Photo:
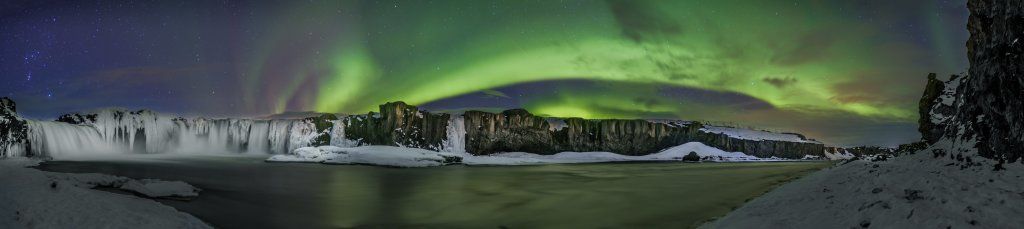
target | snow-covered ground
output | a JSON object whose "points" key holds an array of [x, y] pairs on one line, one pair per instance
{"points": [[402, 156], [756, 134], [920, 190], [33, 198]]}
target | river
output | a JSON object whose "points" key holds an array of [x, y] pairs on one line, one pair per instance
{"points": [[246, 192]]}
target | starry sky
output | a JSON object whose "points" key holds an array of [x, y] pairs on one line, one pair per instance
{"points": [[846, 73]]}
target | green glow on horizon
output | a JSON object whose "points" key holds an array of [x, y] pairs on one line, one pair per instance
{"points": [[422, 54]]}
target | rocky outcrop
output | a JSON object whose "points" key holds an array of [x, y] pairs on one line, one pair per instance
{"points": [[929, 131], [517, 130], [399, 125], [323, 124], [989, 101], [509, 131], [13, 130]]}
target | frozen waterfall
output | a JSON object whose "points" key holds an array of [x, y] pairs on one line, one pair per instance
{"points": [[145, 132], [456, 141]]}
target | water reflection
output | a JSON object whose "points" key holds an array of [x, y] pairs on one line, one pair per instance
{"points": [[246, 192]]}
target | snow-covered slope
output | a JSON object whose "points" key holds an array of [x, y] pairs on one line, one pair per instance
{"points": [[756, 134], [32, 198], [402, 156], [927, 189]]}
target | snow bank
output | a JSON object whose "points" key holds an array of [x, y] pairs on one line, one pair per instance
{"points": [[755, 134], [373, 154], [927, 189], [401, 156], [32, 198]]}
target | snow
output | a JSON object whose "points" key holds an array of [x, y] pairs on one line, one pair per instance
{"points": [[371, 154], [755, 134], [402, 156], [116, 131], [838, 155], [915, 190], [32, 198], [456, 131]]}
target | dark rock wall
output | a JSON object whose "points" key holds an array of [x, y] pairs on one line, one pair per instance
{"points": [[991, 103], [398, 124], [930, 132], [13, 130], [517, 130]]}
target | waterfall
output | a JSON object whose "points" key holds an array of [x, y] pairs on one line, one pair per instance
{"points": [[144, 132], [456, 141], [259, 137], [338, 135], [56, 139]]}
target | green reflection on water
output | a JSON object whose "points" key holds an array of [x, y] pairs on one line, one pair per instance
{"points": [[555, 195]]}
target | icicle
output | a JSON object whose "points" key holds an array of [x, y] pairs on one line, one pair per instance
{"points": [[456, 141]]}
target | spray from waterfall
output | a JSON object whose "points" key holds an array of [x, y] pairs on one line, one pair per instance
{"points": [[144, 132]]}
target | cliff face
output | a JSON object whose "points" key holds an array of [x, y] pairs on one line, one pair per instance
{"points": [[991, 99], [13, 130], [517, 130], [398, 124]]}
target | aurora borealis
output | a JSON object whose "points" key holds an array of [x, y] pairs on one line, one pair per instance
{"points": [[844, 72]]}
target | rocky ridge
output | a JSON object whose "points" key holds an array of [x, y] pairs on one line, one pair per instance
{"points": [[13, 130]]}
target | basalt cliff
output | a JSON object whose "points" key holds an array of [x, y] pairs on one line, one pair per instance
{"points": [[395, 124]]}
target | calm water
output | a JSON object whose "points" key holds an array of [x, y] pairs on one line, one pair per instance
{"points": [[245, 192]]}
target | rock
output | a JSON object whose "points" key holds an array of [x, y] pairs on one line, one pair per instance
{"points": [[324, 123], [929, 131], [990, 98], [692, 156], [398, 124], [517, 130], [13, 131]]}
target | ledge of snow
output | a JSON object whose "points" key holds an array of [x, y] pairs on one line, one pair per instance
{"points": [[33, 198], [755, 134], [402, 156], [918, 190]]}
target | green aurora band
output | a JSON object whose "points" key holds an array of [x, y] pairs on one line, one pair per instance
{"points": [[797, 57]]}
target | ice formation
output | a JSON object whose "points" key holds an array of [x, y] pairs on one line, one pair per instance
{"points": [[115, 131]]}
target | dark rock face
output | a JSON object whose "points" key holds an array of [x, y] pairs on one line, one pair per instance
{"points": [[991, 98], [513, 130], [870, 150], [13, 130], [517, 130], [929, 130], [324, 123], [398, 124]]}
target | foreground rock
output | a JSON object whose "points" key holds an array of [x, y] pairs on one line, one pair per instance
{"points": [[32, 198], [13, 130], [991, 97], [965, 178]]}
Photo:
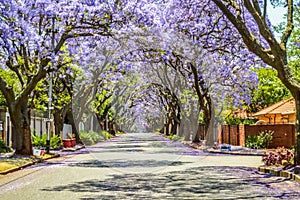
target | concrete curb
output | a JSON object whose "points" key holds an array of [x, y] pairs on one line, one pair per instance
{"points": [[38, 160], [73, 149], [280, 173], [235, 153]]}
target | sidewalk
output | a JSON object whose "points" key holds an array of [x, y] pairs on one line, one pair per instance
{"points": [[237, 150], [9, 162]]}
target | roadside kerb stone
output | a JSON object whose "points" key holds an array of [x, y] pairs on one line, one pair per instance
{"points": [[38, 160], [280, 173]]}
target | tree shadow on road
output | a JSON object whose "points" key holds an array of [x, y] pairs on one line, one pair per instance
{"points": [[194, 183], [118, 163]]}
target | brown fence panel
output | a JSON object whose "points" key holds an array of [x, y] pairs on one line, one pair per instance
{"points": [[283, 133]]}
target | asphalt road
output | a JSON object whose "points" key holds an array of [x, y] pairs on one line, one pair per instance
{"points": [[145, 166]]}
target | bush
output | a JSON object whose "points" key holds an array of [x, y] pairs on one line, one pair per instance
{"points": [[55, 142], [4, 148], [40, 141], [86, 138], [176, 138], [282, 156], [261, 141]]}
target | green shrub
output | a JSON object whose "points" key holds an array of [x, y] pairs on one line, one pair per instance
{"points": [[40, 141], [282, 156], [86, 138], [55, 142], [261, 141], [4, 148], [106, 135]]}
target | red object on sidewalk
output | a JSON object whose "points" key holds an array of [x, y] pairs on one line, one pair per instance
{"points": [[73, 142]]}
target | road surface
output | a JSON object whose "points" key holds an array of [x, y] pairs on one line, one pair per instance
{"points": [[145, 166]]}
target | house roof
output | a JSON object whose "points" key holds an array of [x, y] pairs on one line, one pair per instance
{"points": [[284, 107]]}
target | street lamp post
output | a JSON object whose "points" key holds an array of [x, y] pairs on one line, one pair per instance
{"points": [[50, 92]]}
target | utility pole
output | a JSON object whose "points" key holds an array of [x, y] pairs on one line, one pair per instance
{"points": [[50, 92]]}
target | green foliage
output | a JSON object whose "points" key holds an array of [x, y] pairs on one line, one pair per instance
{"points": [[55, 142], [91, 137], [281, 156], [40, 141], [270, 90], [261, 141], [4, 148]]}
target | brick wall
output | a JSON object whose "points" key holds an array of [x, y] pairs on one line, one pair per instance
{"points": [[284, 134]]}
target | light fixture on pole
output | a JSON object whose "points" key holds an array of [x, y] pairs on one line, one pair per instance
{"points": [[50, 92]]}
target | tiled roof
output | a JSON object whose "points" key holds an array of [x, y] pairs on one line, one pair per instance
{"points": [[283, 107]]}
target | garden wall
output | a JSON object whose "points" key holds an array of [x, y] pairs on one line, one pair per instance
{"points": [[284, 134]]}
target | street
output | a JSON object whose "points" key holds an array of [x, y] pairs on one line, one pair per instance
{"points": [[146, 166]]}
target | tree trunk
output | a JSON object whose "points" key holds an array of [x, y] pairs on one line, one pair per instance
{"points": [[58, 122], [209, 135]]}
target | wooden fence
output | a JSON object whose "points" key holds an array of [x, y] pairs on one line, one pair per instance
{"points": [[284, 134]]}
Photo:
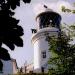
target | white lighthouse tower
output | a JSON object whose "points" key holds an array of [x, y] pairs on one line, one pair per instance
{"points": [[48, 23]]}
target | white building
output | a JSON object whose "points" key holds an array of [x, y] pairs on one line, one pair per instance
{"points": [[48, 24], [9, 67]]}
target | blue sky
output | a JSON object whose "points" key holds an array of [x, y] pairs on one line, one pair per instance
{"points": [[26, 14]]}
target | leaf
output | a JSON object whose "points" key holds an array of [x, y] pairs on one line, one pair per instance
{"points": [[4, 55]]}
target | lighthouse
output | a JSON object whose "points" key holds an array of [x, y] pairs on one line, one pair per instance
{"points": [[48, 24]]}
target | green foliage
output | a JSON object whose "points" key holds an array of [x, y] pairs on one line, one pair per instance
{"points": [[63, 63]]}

---

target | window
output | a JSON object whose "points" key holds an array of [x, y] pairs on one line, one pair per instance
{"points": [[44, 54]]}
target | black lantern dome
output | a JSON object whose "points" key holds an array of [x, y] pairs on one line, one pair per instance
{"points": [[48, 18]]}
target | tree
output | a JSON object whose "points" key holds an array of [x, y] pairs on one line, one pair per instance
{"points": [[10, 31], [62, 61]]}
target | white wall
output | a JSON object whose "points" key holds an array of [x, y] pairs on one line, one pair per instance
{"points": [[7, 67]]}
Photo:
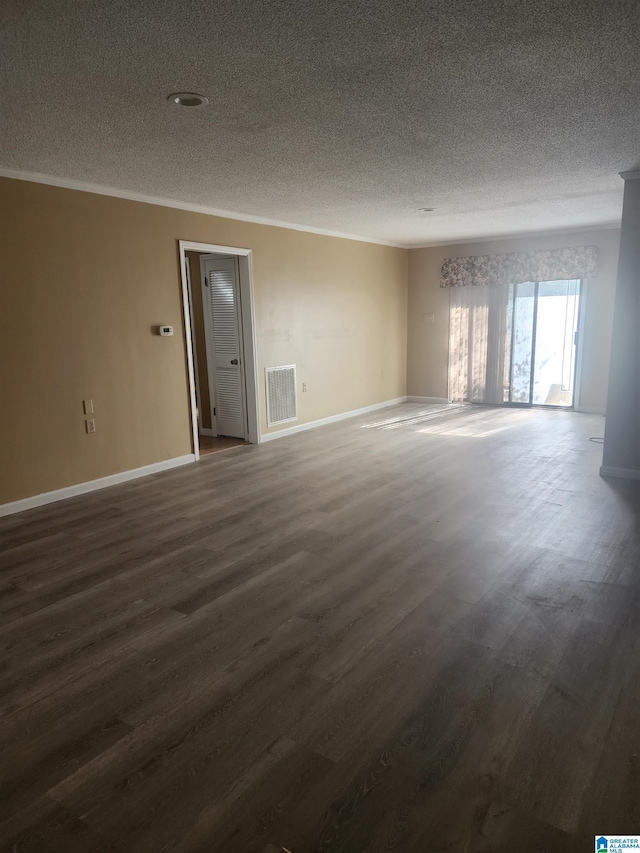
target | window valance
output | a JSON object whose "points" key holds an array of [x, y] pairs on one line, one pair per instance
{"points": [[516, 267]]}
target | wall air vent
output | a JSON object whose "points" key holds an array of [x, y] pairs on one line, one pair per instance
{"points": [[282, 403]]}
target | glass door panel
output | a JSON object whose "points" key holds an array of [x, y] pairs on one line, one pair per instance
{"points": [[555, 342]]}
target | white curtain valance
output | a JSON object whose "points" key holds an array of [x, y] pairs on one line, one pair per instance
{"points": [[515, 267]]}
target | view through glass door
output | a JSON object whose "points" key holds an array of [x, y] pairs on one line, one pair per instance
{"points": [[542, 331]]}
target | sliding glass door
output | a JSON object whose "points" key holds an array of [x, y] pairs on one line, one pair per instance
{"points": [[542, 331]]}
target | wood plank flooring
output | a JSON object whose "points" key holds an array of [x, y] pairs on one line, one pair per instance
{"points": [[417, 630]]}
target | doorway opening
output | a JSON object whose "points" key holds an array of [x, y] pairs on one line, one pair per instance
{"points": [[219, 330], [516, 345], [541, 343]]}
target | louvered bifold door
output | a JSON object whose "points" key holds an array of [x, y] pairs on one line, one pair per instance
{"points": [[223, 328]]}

_Problem details_.
Please count the lines in the rows above that contain the string "green", with case counting, and reply with only that number.

_Response_.
6